* **Text excerpt**
#####
And I want to start by saying this: if you’ve been carrying guilt or regret since your person
died, you are not alone.
In fact, I think nearly every widowed person I’ve ever worked with has struggled with this in
some form.
Maybe your brain offers thoughts like:
“I should have done more.”
“I should have noticed sooner.”
“I shouldn’t have said that.”
“I wasted time.”
“I took them for granted.”
“If only I had…”
The brain loves to replay the past after loss. Like a highlight reel of everything you wish had
gone differently.
And unfortunately, many people end up trapped there for years.
I know I was.
After my husband died, my brain replayed every moment where I was impatient, distracted, too
focused on work, or simply being an imperfect human. I judged myself relentlessly.
And then there was his death. I thought that I should have been able to see the signs. I felt so
incredibly guilty.
What I didn’t understand at the time was that there’s actually a difference between guilt and
regret.
And understanding that difference matters.
#####
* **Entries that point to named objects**
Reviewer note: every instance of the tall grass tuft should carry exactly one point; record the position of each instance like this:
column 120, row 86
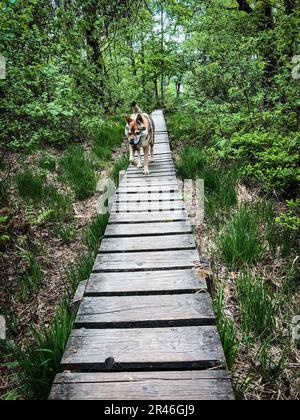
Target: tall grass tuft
column 39, row 362
column 256, row 306
column 31, row 187
column 95, row 231
column 227, row 331
column 120, row 165
column 78, row 172
column 107, row 138
column 239, row 241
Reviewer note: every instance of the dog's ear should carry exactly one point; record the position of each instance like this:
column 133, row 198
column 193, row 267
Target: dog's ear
column 139, row 119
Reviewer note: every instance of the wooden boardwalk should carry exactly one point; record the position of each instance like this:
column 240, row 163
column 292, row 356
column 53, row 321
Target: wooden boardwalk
column 146, row 328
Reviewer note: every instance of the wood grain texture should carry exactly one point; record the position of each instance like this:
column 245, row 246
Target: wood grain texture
column 147, row 229
column 137, row 218
column 148, row 196
column 150, row 206
column 143, row 348
column 135, row 261
column 147, row 243
column 181, row 386
column 147, row 282
column 145, row 311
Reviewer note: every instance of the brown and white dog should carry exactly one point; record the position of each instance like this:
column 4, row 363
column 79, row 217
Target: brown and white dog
column 140, row 132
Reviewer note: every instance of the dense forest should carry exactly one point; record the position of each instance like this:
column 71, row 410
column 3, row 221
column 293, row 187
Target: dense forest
column 227, row 75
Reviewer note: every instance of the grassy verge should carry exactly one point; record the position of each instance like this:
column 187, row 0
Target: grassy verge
column 252, row 240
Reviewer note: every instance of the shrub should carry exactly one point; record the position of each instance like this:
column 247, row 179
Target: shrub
column 48, row 163
column 227, row 331
column 78, row 171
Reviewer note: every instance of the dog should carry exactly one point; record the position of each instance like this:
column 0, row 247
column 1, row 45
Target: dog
column 140, row 132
#####
* **Exercise 1**
Write out the part of the text on guilt and regret after a loss, from "And I want to" to "gone differently.".
* **Exercise 2**
Rewrite the entries from the line with "Reviewer note: every instance of the grassy" through the last entry, putting "bush" in place of "shrub" and leaving all else unchanged. Give only those lines.

* **Exercise answer 1**
And I want to start by saying this: if you’ve been carrying guilt or regret since your person
died, you are not alone.
In fact, I think nearly every widowed person I’ve ever worked with has struggled with this in
some form.
Maybe your brain offers thoughts like:
“I should have done more.”
“I should have noticed sooner.”
“I shouldn’t have said that.”
“I wasted time.”
“I took them for granted.”
“If only I had…”
The brain loves to replay the past after loss. Like a highlight reel of everything you wish had
gone differently.

* **Exercise answer 2**
Reviewer note: every instance of the grassy verge should carry exactly one point; record the position of each instance like this:
column 187, row 0
Target: grassy verge
column 252, row 240
Reviewer note: every instance of the bush should carry exactly one point; record the position of each instance like this:
column 247, row 179
Target: bush
column 48, row 163
column 227, row 331
column 78, row 171
Reviewer note: every instance of the dog should carry exactly one point; record the position of each instance like this:
column 0, row 247
column 1, row 45
Target: dog
column 140, row 132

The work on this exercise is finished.